*WHAT IS REQUIRED*: Copy out each line exactly as it appears.

*DATASET*:
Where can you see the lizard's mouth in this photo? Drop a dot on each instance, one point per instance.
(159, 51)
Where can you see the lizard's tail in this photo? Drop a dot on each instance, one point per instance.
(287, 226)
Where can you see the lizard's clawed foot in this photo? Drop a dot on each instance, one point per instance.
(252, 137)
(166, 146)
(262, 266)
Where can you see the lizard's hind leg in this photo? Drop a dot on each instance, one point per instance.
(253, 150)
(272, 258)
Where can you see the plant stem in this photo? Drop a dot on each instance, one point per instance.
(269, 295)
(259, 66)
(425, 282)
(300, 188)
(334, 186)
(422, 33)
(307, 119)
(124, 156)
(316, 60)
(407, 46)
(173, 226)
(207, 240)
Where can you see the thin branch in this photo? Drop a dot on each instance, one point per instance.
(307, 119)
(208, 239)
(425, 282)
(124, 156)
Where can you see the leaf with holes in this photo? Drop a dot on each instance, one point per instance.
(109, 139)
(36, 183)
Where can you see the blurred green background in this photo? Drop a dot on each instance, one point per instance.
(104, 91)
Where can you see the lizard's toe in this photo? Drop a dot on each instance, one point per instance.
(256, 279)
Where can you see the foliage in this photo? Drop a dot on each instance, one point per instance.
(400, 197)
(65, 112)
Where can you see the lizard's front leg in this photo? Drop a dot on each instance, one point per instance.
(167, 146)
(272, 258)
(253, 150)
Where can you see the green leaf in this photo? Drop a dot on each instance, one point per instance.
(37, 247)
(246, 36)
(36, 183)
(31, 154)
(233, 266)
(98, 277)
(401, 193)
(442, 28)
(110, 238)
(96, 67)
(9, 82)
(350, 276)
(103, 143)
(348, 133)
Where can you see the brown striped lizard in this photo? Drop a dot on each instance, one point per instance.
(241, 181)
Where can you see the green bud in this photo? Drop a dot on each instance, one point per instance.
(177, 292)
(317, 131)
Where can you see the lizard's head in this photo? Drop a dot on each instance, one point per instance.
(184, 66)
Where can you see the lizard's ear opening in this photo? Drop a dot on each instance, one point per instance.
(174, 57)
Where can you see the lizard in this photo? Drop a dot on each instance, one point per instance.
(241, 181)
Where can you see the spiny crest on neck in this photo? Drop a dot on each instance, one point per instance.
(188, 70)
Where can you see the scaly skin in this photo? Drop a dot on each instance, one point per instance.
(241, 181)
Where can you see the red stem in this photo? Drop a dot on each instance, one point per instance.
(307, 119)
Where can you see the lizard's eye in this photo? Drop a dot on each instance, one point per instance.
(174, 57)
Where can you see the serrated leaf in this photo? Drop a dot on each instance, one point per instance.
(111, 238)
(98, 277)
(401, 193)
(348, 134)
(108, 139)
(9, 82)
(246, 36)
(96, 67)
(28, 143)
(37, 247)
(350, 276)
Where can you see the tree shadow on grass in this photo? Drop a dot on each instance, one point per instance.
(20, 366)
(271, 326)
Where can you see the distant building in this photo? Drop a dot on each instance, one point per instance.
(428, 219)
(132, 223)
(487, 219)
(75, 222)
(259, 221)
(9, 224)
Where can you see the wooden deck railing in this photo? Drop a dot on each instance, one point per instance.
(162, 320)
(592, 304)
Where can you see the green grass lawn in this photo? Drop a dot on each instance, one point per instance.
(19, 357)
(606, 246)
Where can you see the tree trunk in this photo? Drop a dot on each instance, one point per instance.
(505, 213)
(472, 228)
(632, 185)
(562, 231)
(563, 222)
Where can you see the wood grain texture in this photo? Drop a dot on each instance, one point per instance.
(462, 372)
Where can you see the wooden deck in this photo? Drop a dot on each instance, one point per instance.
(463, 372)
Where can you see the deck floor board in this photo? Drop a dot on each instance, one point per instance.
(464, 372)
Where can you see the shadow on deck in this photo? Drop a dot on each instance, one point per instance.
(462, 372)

*RESPONSE TO THIS EXERCISE*:
Where can you see the lizard's mouth in this photo? Drop a dot on each instance, one point per instance.
(159, 51)
Where can you see the lizard's tail in this photo? Drop a dot on each instance, one point per instance.
(287, 226)
Where can you see the lizard's clawed foot in this photo? Drop a dot on each instance, one point per instance.
(252, 137)
(166, 146)
(262, 266)
Where can you see the lizard's hind leg in this photo? Drop a dot on each instance, one point per instance.
(253, 150)
(272, 258)
Where can you see the plant stem in this photo? Drop a dot on each instance, one point per instance.
(269, 295)
(259, 66)
(425, 282)
(300, 188)
(334, 186)
(422, 33)
(307, 119)
(124, 156)
(316, 60)
(407, 46)
(173, 226)
(207, 240)
Where can you see the thin branch in this photo? Drop a dot on each instance, one point per instance.
(307, 119)
(208, 239)
(425, 282)
(124, 156)
Where can you see the leaf with holes in this photo? Drop a dot on each instance, one point per instance.
(109, 139)
(36, 183)
Where can you see the blurred green background in this photo? Drop a dot on each instance, one point per instance.
(104, 91)
Where can you see the lizard's toe in this photo? Drop a dot on each instance, one point per instance.
(256, 279)
Where can you see the foliage in this photo? Drop a dot on each instance, one point per instance.
(400, 197)
(65, 112)
Where can you see the lizard's front leg in this photo? Drop a dot on each instance, one point per instance.
(167, 146)
(272, 258)
(253, 150)
Where can you see the green leaf in this photo? Drop a dot on each instance, one point per instance.
(37, 247)
(246, 36)
(36, 183)
(31, 154)
(233, 266)
(98, 277)
(401, 193)
(442, 28)
(110, 238)
(96, 67)
(9, 82)
(350, 276)
(103, 143)
(348, 133)
Where can you see the brown striped lizard in this photo? Drop a dot on each instance, one point per instance.
(241, 181)
Where can you see the green bud in this photo? Drop a dot on each instance, one point per instance.
(177, 292)
(317, 131)
Where can you see the lizard's head in this photo? Drop a dot on each instance, one point per instance.
(184, 66)
Where can you see the lizard's ear opening in this photo? Drop a dot on each instance, one point per instance.
(174, 57)
Where can you see the lizard in this photo? Drop a dot on each instance, one point per instance.
(241, 181)
Where can you see the spiny crest on neck in this photo? Drop a dot on each instance, one point per instance.
(188, 70)
Where can you see the scaly skin in this photo? Drop a dot on each instance, one point per instance.
(241, 181)
Where can you see the red stem in this photo? Drop a dot on each instance, one point per instance.
(307, 119)
Where can you see the lizard's eye in this photo? Drop a dot on each instance, one point per instance.
(174, 57)
Where can you see the serrated leaf in this photo? Drop a dot on each instance, one point per instance.
(111, 238)
(98, 277)
(401, 193)
(348, 134)
(108, 139)
(9, 82)
(246, 36)
(96, 67)
(28, 143)
(37, 247)
(350, 276)
Where can you see the tree shadow on grass in this photo? Drop a dot on each instance, one point per instance.
(20, 366)
(271, 326)
Where can you see the distant building in this photo? Drop a dot on each instance, one point per instance.
(428, 219)
(132, 223)
(487, 219)
(75, 222)
(259, 221)
(9, 224)
Where can you see the wooden deck railing in this photo? Drop a dot on each instance, one point per instance.
(162, 320)
(592, 304)
Where can you see the green grass lawn in this photo? Drop a dot on each instance, one point per instance.
(19, 357)
(606, 246)
Where can you see the tree trunk in this photo? Drop a dot on each instance, one point per instance.
(505, 213)
(472, 228)
(632, 185)
(562, 231)
(563, 222)
Where can you see the wood grain texture in this photo? Drop a dot on each instance, one point per instance.
(462, 372)
Where can you see the wooden deck in this photo? Drop a dot on each instance, one point per instance.
(463, 372)
Where can you see the deck floor board in this photo? Drop a dot on each instance, one point per instance.
(464, 372)
Where can you see the shadow on deck in this photo? Drop a dot on each instance, one point per instance.
(462, 372)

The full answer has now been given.